- **Material to process**
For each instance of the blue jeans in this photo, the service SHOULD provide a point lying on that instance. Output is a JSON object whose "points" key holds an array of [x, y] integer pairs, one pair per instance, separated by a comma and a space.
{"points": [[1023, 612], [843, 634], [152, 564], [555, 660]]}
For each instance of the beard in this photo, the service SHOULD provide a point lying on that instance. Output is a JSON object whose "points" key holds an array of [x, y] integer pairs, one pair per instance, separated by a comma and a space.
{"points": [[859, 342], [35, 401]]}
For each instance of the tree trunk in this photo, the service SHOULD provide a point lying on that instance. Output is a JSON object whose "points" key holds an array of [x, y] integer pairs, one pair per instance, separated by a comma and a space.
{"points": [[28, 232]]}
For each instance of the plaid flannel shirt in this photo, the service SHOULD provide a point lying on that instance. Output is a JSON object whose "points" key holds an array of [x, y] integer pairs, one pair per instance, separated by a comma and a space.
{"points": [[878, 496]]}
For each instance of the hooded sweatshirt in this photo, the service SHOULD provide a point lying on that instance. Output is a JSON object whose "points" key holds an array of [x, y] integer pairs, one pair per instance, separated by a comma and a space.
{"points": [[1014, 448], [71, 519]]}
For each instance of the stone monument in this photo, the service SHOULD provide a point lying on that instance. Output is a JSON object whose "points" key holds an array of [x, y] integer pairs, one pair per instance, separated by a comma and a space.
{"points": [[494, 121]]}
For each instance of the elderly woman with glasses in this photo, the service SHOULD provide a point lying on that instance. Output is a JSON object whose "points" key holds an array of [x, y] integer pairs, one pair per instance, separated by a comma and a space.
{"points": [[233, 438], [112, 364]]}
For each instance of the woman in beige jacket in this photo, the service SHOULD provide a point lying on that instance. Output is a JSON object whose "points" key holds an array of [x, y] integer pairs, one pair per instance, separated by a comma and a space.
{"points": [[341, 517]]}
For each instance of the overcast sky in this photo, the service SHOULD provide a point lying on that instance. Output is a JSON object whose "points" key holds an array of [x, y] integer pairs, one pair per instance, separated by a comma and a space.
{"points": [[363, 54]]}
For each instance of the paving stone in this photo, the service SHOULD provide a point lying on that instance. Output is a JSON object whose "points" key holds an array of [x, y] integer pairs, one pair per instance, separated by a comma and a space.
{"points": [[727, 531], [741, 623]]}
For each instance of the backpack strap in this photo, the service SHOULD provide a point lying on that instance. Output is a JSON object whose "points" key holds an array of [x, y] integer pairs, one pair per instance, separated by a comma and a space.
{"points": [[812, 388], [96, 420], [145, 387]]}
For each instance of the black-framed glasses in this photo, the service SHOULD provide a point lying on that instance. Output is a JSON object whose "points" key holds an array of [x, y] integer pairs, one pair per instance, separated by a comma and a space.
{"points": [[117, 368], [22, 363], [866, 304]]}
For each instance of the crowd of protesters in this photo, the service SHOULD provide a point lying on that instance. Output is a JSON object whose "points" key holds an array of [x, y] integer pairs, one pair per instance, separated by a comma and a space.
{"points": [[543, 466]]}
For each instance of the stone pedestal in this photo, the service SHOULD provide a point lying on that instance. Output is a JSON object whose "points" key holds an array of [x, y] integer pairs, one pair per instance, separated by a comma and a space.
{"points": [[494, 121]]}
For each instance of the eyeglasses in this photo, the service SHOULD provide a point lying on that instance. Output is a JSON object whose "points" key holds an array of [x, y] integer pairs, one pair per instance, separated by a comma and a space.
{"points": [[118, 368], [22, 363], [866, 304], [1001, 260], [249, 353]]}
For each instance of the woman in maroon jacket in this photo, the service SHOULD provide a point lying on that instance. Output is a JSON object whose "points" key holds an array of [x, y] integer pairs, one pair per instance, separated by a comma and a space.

- **Work instructions**
Please write out only the lines from the one containing "For each instance of the eyeglasses" to the end of the records above, exactly, both ends included.

- **Task solution**
For each instance of the eyeglasses in this photo, the service SHOULD provide a point lying on that instance. Output is a JSON object whose "points" key holds an array of [x, y] integer pairs, one pair per instance, separated by a comma and a space.
{"points": [[118, 368], [22, 363], [866, 304], [1001, 260], [249, 353]]}
For each instance of the woman in maroon jacket in this photo, the service SHOULD provide a point lying on that instance. Output is a JSON object whose "points" key holds an array of [x, y] integer pairs, one pair per instance, separated by a comma and a space.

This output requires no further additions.